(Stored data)
────────

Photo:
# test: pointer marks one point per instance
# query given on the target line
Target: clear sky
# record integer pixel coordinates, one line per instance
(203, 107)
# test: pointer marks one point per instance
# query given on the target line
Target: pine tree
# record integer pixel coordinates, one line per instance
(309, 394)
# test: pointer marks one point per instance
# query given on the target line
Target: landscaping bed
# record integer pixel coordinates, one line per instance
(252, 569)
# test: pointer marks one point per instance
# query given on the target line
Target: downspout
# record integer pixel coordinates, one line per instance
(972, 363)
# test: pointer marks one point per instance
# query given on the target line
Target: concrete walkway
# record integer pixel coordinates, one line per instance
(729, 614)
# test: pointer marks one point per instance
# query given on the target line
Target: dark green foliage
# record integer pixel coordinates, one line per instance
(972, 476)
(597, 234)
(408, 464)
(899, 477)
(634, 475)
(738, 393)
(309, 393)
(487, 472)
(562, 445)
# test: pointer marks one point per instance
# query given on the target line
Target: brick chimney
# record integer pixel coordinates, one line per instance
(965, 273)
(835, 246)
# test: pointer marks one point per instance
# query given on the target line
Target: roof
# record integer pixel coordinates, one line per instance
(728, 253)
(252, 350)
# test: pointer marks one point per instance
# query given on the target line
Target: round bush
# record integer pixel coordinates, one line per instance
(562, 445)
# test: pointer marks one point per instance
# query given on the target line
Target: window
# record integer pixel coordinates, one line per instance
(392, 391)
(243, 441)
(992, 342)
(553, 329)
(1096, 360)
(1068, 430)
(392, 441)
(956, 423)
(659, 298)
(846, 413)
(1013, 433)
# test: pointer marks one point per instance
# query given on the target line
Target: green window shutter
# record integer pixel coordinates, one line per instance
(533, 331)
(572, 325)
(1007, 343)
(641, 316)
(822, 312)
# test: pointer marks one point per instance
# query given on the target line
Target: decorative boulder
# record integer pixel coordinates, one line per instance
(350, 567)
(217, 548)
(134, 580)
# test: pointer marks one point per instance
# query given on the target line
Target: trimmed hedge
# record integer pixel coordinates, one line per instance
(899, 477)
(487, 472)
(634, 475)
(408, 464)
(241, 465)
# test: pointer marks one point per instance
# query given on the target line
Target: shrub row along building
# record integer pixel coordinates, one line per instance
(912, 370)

────────

▶ **DIRECTION**:
Repeat the records above exactly, from the first line to the last.

▶ **FINISHED TASK**:
Photo:
# test: pointer marks one point per instance
# query given on the target line
Target: clear sky
# record integer pixel coordinates, one line per instance
(203, 107)
# test: pointer marks one point per instance
# query given on the target line
Target: pine tree
# record integer pixel coordinates, one line per instance
(309, 394)
# test: pointer marks one point per instance
# query given on the target line
Target: landscaping bed
# record integer pixel coordinates, one line per instance
(252, 569)
# test: pointer marks one point per instance
# query given on the target line
Target: downspout
# record integer pixel coordinates, one line per instance
(972, 363)
# test: pointer marks one point per instance
# query given on the target line
Target: concrete walkway
# record integer pixel coordinates, one line per instance
(729, 614)
# test: pointer marks one point per instance
# query given on the target line
Target: dark green foliage
# record integer pixel coordinates, one line per instance
(972, 476)
(597, 234)
(408, 464)
(899, 477)
(634, 475)
(738, 393)
(309, 393)
(487, 472)
(562, 445)
# test: pointer marks one point per instance
# query given on the target line
Target: brick chimney
# record integer pixel coordinates, one line per instance
(965, 273)
(835, 246)
# test: pointer marks one point per instance
# query given on the target line
Target: roof
# record integer pixel coordinates, one line per instance
(728, 253)
(252, 350)
# test: pointer marks one point per instance
# query given on the target line
Target: round bush
# record integer pixel coordinates, one line per instance
(562, 445)
# test: pointer marks one point per instance
# query given on the target line
Target: window
# record integer pixel coordinates, one line per instance
(392, 391)
(243, 441)
(992, 342)
(553, 329)
(1096, 360)
(1068, 430)
(392, 441)
(956, 423)
(659, 298)
(846, 413)
(1013, 433)
# test: pointer marks one point per instance
# query given on the target line
Target: green window shutter
# record integer pixel coordinates, one line per instance
(533, 331)
(572, 325)
(1007, 343)
(641, 316)
(822, 312)
# test: pointer marks one point per instance
# query given on the target line
Target: decorative boulder
# record integer pixel coordinates, one line per instance
(350, 567)
(217, 548)
(134, 580)
# test: pointer marks one point per instance
# query given on the target line
Target: trimmed hedge
# record integer pixel coordinates, one line per instance
(899, 477)
(487, 472)
(634, 475)
(408, 464)
(241, 465)
# test: pointer marks one point per instance
# query given on the target line
Target: shrub row along building
# record integer pixel coordinates, one line per instance
(912, 370)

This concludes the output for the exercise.